### Data excerpts ###

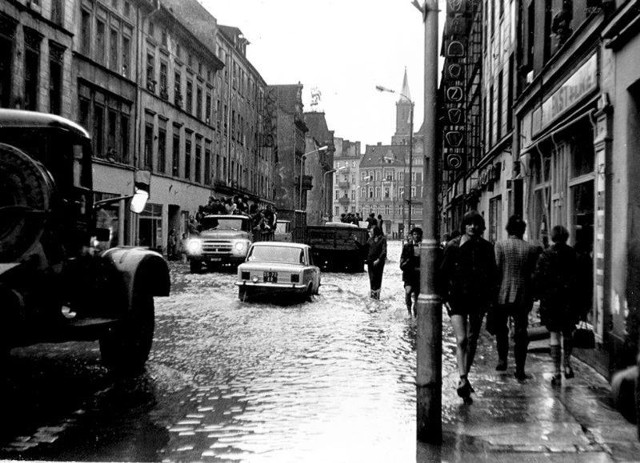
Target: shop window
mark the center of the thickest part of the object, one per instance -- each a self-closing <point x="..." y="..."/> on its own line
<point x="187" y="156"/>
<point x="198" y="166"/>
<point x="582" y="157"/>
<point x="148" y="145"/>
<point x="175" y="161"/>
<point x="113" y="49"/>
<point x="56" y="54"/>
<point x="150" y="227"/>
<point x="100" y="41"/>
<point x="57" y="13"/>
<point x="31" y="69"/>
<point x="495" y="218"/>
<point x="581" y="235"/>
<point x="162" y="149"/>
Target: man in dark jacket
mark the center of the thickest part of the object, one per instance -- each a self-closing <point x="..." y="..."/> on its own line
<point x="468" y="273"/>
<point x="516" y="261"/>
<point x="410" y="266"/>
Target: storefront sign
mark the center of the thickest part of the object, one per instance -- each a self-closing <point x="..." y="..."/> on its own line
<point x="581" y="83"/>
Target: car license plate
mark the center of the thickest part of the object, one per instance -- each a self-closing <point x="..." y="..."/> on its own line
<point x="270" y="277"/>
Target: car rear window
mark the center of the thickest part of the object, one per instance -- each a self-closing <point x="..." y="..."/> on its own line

###

▸ Description of the task: Extract every line of the rows above verbatim, leaving the pictures out of your answer.

▸ The response:
Target: shop window
mark the center of the thickest part of the object, one per instance -- each a self-closing <point x="..." y="..."/> on its own line
<point x="187" y="156"/>
<point x="198" y="166"/>
<point x="582" y="157"/>
<point x="148" y="145"/>
<point x="175" y="161"/>
<point x="113" y="49"/>
<point x="56" y="54"/>
<point x="150" y="227"/>
<point x="100" y="41"/>
<point x="57" y="13"/>
<point x="31" y="69"/>
<point x="495" y="218"/>
<point x="581" y="235"/>
<point x="162" y="149"/>
Target: man in dark jacket
mark the center of the thickest part of the object, one per instance -- each a self-closing <point x="..." y="..."/> on its own line
<point x="468" y="273"/>
<point x="516" y="261"/>
<point x="410" y="266"/>
Target: storefront sign
mark the center of the thickest part of the object, one per instance -- each a self-closing <point x="..." y="..."/> on its own line
<point x="581" y="83"/>
Target: car license plate
mark the center of the thickest part of the object, one per instance -- each a self-closing <point x="..." y="..."/> on its own line
<point x="270" y="277"/>
Target: car rear window
mark the center of the thickest part of the object, one per instance -- each a self-closing <point x="..." y="..."/> on its own line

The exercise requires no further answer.